- **EXERCISE DETAILS**
Print the stretch of the entries below from the line containing "One point lands on every instance of the rocky" through the line containing "pixel 83 64", both included, reproducing each line verbatim and nothing else.

————————

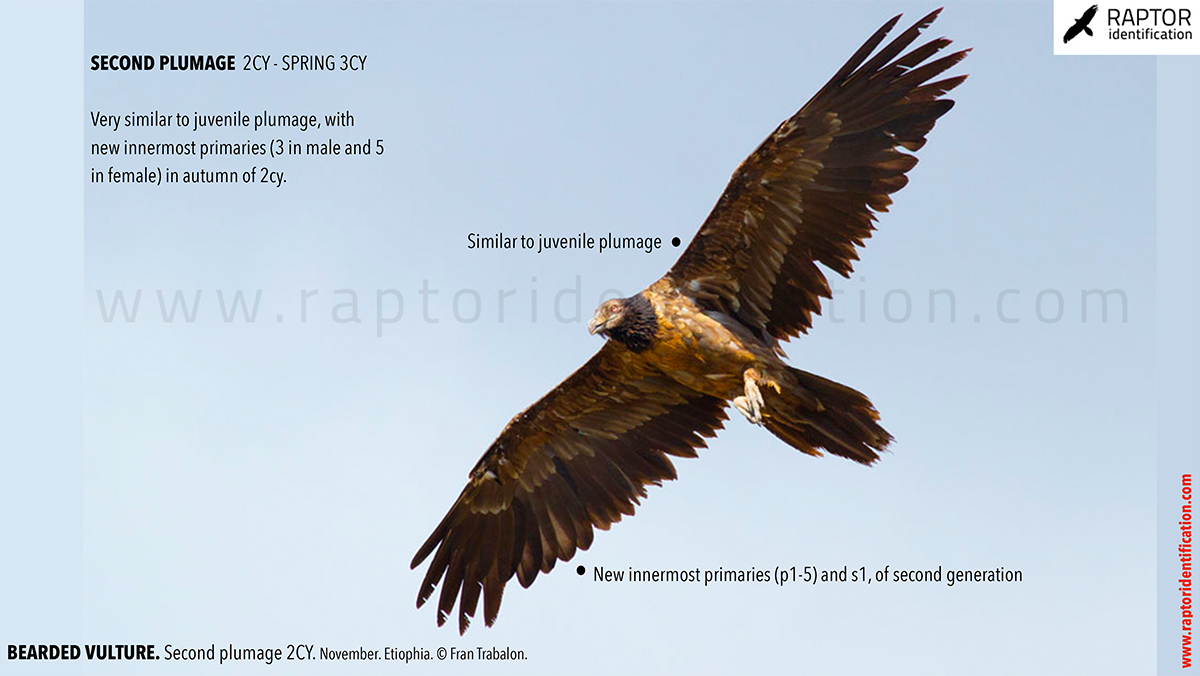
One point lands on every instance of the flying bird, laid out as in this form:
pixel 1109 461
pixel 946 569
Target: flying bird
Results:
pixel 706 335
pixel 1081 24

————————

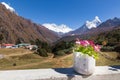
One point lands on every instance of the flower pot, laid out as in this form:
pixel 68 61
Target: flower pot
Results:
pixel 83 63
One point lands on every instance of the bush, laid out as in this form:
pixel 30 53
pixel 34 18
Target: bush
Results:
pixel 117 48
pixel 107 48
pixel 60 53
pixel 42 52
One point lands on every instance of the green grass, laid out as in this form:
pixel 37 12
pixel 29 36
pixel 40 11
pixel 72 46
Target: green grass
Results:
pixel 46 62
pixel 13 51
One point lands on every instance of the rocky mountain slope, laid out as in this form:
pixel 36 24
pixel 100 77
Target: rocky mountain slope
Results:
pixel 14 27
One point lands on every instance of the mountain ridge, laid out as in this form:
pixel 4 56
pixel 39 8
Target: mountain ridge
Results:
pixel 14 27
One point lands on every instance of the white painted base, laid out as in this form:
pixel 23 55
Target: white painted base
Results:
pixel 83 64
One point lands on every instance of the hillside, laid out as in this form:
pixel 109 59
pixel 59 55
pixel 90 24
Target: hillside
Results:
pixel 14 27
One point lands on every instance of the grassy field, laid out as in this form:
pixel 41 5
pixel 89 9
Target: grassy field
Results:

————————

- **TASK ANSWER**
One point lands on every instance of the rocky mountain slope, laid out as in this form:
pixel 36 24
pixel 100 77
Target: rocky mountain slope
Results:
pixel 14 27
One point lands on every instance of the mountain ridge, laid out as in this form:
pixel 4 56
pixel 39 8
Target: mountain ridge
Results:
pixel 14 27
One point lands on every instance of the white painted base, laid out as in this form:
pixel 23 55
Target: white painted base
Results:
pixel 83 64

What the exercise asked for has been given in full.